The response should be an exact repetition of all the entries.

——————————

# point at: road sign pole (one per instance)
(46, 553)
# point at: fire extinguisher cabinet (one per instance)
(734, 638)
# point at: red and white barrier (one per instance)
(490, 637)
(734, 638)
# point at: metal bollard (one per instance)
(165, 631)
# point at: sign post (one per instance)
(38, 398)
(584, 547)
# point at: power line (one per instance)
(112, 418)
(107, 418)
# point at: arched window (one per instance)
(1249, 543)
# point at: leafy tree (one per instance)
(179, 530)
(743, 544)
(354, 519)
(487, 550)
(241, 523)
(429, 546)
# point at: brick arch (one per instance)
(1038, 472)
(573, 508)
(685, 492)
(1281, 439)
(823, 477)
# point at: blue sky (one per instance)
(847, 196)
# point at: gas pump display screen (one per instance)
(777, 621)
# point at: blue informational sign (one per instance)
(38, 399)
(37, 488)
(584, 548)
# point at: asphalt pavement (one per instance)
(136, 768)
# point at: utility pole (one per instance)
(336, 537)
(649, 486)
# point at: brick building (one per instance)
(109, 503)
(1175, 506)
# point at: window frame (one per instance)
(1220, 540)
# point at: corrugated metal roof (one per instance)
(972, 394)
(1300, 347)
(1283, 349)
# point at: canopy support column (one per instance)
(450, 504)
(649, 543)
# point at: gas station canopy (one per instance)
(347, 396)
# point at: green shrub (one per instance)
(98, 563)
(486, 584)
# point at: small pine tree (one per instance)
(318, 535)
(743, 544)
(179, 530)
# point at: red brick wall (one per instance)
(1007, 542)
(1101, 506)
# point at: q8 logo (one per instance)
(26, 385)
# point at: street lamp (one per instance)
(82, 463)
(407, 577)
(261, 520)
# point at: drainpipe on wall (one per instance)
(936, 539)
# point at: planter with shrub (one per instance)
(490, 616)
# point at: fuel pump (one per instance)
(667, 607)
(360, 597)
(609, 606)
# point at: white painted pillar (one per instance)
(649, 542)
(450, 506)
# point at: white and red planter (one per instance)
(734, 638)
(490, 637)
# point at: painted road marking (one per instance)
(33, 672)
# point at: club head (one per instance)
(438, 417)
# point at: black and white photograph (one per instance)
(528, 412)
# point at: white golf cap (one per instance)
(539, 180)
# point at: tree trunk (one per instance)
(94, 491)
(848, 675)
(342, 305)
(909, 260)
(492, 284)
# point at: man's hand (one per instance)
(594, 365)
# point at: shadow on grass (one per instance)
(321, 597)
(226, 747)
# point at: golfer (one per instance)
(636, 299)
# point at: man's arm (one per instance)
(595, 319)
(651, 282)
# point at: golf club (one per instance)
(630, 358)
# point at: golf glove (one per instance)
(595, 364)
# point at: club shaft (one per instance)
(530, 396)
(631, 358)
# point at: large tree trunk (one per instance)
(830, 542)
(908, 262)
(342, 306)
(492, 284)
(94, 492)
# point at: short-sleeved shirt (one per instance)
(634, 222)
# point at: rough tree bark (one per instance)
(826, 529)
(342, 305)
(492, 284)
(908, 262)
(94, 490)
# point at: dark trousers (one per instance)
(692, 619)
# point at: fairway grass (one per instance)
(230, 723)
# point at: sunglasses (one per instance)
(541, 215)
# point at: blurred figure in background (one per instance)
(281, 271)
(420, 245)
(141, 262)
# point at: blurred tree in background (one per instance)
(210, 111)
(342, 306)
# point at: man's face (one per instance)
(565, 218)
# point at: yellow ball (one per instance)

——————————

| SOLVED EXERCISE |
# point at: road sign pole (one per instance)
(46, 553)
# point at: fire extinguisher cabinet (one per instance)
(734, 638)
# point at: red and white barrier (one per instance)
(490, 637)
(734, 638)
# point at: metal bollard (one per instance)
(165, 631)
# point at: sign post (one per instance)
(38, 398)
(584, 547)
# point at: power line (one per instance)
(112, 418)
(107, 418)
# point at: arched window (one per instance)
(1249, 543)
# point at: leafy tree (one per instance)
(179, 530)
(743, 544)
(354, 519)
(487, 550)
(241, 523)
(429, 546)
# point at: brick arch (one per instance)
(1038, 472)
(573, 508)
(685, 492)
(1281, 439)
(823, 477)
# point at: blue sky (one per instance)
(847, 196)
# point at: gas pump display screen (one per instance)
(777, 621)
# point at: blue informational sign (one per instance)
(38, 399)
(37, 488)
(584, 548)
# point at: asphalt pavement (one per instance)
(136, 768)
# point at: utility pole (one per instance)
(336, 537)
(649, 486)
# point at: brick building (one per instance)
(109, 503)
(1175, 506)
# point at: window frame (one per instance)
(1220, 540)
# point at: corrugated metal roof (one per instance)
(972, 394)
(1300, 347)
(1283, 349)
# point at: canopy support column (one per instance)
(450, 504)
(649, 543)
# point at: gas station canopy (one per instance)
(347, 396)
# point at: green shrub (one per instance)
(98, 563)
(486, 584)
# point at: small pine tree (one per instance)
(318, 535)
(743, 544)
(179, 530)
# point at: red brick wall (one per instance)
(1007, 542)
(1101, 506)
# point at: q8 logo (one per instance)
(26, 385)
# point at: street lamp (one per instance)
(82, 463)
(407, 577)
(261, 520)
# point at: drainpipe on wall (one per instance)
(936, 539)
# point at: planter with shrub (one per instance)
(490, 616)
# point at: fuel pump (one per instance)
(667, 607)
(360, 597)
(609, 606)
# point at: white painted pillar (one per instance)
(649, 542)
(450, 506)
# point at: white and red planter (one per instance)
(734, 638)
(490, 637)
# point at: painted road marking (one per instance)
(33, 672)
# point at: club head (one per instance)
(438, 417)
# point at: black and white photograph (one per instance)
(528, 412)
# point at: white golf cap (one per instance)
(539, 180)
# point at: tree trunk (one per instance)
(94, 491)
(848, 675)
(342, 305)
(909, 260)
(492, 284)
# point at: man's hand (one per instance)
(594, 365)
# point at: shadow on grass (one per instance)
(321, 597)
(226, 747)
# point at: golfer (one per instance)
(636, 299)
# point at: man's arm (one per instance)
(595, 319)
(651, 282)
# point at: golf club (one per instance)
(630, 358)
# point at: golf glove (one per instance)
(595, 364)
# point at: club shaft (one per instance)
(530, 396)
(631, 358)
# point at: large tree trunk (one per instance)
(830, 542)
(908, 262)
(342, 306)
(492, 284)
(94, 492)
# point at: short-sleeved shirt (one per instance)
(634, 222)
# point at: rough tree bark (one per instance)
(826, 529)
(342, 305)
(492, 284)
(908, 262)
(94, 490)
# point at: dark trousers (one per instance)
(692, 619)
# point at: fairway grass (one per instance)
(230, 723)
# point at: sunglasses (one per instance)
(541, 215)
# point at: blurred figure in background (one per instance)
(281, 271)
(420, 245)
(141, 262)
# point at: blurred tree in background (one per instance)
(210, 111)
(342, 306)
# point at: man's face (one per instance)
(565, 218)
# point at: yellow ball (one per instance)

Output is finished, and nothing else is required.